'''

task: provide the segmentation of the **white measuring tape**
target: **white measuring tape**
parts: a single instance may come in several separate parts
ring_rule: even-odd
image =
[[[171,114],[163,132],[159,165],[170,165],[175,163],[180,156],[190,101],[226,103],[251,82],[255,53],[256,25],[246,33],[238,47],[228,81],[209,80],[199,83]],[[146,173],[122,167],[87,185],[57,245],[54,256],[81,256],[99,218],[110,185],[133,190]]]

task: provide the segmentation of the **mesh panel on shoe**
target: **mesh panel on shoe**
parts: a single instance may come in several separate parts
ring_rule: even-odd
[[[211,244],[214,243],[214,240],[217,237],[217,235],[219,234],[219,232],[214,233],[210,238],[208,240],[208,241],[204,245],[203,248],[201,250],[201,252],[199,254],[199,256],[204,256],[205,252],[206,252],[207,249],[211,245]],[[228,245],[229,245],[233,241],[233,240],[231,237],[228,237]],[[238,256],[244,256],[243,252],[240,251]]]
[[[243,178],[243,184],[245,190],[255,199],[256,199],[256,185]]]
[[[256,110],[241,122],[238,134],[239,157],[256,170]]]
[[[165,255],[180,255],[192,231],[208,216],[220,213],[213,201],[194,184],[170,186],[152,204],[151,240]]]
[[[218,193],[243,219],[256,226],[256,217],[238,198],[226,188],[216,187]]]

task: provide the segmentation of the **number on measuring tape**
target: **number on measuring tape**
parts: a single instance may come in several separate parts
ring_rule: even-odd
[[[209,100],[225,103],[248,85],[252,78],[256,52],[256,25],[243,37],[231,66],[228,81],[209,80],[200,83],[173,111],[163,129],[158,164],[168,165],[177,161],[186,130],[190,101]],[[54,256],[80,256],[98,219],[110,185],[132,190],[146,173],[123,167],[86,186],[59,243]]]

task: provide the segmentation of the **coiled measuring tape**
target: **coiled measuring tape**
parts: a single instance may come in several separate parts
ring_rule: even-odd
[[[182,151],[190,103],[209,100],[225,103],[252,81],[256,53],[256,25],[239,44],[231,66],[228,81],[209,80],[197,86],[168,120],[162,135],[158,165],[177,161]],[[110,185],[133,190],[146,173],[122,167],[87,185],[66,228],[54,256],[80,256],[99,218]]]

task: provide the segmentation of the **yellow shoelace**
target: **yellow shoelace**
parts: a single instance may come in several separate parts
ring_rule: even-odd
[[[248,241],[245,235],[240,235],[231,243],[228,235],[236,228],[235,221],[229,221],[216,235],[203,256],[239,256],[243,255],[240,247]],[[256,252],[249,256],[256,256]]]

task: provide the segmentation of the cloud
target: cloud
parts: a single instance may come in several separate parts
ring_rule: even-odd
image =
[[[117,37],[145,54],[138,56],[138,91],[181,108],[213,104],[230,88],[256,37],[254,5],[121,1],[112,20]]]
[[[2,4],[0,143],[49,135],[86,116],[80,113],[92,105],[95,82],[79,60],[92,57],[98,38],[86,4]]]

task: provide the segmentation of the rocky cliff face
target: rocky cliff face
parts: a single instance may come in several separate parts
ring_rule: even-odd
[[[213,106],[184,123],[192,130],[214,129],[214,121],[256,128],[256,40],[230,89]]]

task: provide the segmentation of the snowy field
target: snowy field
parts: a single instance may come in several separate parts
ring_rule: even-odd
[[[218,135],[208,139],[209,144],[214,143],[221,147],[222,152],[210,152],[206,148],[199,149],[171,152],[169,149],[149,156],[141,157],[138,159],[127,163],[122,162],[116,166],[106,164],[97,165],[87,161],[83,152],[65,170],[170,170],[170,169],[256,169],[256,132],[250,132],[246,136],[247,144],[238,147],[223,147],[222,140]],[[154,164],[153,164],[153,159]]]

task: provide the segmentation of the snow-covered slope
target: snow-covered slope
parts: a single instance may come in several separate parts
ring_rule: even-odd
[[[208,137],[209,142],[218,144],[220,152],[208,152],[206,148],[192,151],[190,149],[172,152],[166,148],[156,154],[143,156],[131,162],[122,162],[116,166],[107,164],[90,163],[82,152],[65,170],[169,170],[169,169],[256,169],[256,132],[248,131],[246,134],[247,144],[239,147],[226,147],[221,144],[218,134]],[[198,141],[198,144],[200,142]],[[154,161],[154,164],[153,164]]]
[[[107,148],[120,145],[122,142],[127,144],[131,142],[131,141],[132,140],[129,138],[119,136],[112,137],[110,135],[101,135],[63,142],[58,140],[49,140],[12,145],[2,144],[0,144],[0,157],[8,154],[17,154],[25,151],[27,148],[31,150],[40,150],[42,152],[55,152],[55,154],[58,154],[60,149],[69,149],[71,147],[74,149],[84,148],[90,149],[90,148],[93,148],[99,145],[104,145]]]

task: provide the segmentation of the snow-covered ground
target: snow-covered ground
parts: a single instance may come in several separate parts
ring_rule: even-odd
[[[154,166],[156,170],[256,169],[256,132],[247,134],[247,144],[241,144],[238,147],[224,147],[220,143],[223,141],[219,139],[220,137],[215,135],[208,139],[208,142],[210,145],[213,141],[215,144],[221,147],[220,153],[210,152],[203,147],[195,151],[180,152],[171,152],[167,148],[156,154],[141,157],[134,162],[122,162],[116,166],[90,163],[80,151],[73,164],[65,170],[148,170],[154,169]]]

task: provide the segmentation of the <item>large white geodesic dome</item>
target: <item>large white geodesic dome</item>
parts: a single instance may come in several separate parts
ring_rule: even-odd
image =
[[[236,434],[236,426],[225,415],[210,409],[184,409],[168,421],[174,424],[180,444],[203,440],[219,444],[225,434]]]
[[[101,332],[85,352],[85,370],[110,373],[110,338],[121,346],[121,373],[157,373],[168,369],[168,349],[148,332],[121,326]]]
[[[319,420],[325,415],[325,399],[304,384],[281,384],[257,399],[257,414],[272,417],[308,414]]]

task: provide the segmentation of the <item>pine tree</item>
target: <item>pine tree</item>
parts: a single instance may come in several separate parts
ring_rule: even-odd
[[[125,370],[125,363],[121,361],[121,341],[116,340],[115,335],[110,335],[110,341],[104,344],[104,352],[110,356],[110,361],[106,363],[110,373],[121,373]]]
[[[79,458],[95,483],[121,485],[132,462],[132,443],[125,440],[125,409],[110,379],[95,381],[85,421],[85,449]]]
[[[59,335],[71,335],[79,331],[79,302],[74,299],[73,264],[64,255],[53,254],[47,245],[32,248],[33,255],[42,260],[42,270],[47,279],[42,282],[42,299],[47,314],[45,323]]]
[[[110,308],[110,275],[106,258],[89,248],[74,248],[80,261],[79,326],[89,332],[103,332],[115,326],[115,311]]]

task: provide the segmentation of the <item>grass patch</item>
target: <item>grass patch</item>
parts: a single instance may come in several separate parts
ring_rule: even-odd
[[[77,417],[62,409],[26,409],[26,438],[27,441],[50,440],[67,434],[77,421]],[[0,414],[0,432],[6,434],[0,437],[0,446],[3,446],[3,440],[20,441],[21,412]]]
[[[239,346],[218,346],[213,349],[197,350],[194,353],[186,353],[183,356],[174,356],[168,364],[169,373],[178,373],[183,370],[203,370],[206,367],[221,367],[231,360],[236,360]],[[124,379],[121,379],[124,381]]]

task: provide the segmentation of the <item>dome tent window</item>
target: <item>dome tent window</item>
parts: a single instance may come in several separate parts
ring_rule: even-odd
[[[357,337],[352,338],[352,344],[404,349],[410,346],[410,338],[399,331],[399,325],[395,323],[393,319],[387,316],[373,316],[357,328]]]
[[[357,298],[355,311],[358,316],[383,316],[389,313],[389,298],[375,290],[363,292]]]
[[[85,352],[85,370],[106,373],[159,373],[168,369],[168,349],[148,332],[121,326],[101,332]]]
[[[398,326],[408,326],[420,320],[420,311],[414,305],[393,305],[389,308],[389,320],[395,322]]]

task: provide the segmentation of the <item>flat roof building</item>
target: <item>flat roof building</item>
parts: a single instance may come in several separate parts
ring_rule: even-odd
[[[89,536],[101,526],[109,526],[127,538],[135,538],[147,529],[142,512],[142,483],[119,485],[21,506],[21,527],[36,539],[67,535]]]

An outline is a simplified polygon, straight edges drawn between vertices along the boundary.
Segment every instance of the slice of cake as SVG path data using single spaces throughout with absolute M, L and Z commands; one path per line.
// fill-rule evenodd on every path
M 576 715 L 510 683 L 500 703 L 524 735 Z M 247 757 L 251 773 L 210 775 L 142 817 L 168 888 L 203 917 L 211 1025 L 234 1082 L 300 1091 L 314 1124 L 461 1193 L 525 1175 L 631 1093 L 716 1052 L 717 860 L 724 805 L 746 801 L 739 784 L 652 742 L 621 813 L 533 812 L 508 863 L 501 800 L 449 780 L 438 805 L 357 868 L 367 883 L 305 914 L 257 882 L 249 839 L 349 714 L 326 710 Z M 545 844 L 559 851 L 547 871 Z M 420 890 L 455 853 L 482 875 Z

'''

WRITTEN INSTRUCTION: Return every line of the records that contains the string "patch", matching case exactly.

RESULT OF THIS TASK:
task: provide the segmentation of the <item>grass patch</item>
target: <item>grass patch</item>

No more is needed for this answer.